● DO THIS
Can you duplicate everything from the line containing "Target: photo on wall" down to the last of the rows, both ends included, character for character?

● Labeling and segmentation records
________________

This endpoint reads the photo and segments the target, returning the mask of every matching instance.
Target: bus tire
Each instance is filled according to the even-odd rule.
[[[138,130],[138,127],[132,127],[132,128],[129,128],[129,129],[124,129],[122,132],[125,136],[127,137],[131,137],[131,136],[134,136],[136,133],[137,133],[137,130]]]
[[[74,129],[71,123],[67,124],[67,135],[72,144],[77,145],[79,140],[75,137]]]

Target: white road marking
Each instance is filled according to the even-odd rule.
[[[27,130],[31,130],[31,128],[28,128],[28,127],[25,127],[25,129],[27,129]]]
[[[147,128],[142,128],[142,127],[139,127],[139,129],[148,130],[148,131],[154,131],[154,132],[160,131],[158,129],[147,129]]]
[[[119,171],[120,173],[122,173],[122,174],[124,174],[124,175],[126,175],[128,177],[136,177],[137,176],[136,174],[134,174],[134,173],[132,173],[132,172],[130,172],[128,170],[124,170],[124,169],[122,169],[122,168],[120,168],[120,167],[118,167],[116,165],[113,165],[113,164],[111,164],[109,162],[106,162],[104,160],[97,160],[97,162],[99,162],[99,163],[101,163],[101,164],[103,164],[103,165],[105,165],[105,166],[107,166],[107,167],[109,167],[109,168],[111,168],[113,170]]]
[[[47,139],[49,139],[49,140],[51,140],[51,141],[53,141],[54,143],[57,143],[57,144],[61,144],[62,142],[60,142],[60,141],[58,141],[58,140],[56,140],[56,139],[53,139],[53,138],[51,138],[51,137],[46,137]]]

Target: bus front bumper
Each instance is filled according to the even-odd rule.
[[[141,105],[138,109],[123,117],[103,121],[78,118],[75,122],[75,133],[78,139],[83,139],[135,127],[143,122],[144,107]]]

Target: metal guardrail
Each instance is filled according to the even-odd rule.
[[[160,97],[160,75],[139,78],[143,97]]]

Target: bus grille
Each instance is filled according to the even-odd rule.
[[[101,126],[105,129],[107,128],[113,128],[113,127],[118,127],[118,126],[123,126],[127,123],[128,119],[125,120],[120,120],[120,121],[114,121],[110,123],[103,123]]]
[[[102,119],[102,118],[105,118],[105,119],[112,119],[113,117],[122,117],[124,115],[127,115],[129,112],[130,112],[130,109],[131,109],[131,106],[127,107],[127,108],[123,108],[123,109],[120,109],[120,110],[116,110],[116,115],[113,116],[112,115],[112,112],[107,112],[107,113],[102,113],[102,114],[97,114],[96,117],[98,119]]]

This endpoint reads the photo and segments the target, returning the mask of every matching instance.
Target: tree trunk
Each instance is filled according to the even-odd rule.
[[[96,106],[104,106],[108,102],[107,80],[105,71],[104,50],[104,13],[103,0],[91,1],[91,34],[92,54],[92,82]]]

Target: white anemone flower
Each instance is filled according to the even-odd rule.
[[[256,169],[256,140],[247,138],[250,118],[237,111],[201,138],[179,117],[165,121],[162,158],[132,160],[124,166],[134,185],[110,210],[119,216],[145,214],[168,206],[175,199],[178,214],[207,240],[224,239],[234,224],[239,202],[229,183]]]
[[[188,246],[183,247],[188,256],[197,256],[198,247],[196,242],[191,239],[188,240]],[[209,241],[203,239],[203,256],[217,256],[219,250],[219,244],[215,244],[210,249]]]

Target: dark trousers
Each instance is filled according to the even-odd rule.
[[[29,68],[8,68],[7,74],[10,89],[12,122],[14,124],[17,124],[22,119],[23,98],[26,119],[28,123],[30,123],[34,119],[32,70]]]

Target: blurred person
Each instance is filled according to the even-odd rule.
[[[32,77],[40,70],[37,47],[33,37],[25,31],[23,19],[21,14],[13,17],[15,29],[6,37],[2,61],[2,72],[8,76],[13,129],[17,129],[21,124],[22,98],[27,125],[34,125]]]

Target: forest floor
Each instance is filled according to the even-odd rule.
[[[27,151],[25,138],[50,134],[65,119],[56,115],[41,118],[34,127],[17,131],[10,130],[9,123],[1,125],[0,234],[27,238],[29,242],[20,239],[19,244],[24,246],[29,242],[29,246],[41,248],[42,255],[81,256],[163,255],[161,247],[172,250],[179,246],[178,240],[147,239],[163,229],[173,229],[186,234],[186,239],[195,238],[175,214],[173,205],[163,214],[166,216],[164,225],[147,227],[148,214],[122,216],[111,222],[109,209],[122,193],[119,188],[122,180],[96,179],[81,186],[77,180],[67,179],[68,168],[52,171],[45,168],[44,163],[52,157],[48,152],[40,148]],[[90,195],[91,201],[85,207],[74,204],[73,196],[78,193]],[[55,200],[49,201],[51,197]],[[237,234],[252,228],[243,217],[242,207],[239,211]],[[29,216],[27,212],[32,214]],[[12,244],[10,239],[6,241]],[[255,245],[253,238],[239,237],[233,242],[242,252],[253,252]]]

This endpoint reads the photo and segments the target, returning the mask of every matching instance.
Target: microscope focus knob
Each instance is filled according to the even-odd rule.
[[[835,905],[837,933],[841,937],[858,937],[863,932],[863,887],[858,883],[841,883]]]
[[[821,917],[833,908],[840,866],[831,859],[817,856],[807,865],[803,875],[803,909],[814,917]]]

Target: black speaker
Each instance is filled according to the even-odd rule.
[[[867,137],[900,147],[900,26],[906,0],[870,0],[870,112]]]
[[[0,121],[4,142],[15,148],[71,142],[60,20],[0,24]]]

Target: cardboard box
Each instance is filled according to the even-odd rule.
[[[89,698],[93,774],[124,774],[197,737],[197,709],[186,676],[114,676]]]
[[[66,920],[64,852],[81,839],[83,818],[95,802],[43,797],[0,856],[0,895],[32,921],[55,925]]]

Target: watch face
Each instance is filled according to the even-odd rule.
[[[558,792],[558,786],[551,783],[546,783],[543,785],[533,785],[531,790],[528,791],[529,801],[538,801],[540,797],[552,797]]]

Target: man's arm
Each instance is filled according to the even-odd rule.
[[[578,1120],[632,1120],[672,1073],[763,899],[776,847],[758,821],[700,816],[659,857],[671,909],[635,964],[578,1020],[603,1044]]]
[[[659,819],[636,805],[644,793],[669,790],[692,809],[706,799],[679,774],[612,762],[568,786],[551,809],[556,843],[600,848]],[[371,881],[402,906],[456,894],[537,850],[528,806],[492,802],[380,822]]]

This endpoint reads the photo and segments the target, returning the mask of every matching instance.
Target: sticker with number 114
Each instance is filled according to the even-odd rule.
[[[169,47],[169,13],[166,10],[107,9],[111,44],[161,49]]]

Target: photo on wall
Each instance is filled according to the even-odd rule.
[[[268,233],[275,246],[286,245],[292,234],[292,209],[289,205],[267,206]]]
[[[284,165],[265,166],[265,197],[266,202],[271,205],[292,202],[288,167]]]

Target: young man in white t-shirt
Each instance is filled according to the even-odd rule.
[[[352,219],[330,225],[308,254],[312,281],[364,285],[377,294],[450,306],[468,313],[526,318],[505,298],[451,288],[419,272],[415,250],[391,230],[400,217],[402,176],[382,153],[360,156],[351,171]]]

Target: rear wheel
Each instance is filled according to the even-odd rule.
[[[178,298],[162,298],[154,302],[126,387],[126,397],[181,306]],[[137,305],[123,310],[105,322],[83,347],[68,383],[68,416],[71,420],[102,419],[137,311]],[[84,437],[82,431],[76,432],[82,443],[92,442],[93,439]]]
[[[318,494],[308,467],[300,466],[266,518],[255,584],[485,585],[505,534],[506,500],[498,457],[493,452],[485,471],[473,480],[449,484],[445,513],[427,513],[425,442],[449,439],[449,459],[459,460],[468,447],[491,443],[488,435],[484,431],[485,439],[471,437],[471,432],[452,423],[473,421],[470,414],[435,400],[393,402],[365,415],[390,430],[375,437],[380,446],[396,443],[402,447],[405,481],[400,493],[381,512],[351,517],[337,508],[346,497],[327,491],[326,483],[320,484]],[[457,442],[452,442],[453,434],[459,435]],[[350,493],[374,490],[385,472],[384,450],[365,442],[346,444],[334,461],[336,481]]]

________________

● RESPONSE
Target: photo on wall
Each instance is filled according to the even-odd rule.
[[[268,233],[275,246],[286,245],[292,234],[292,209],[289,205],[267,206]]]
[[[284,165],[265,166],[265,197],[266,202],[271,205],[292,202],[288,167]]]

Target: young man in white t-shirt
Each instance is filled according to the even-odd rule.
[[[352,219],[330,225],[308,254],[312,281],[364,285],[377,294],[450,306],[468,313],[526,318],[505,298],[451,288],[419,272],[415,250],[391,230],[400,217],[402,176],[382,153],[360,156],[351,171]]]

Target: rear wheel
Each instance is filled according to the even-odd rule.
[[[178,298],[162,298],[154,302],[126,387],[126,397],[181,306]],[[137,305],[123,310],[105,322],[83,347],[68,383],[68,416],[71,420],[102,419],[137,311]],[[84,437],[82,431],[76,432],[82,443],[92,442],[93,439]]]
[[[318,494],[308,467],[300,466],[266,518],[255,584],[485,585],[505,534],[506,500],[498,457],[493,452],[485,471],[473,480],[449,484],[445,513],[427,513],[425,442],[449,439],[449,459],[459,460],[468,447],[491,443],[488,435],[484,431],[485,439],[471,437],[471,432],[452,423],[473,421],[470,414],[435,400],[393,402],[365,415],[390,430],[375,437],[380,446],[396,443],[402,447],[405,481],[400,493],[381,512],[351,517],[337,508],[346,497],[327,491],[326,483],[320,484]],[[457,442],[452,442],[453,434],[459,435]],[[350,493],[374,490],[385,472],[384,450],[365,442],[346,444],[334,461],[336,481]]]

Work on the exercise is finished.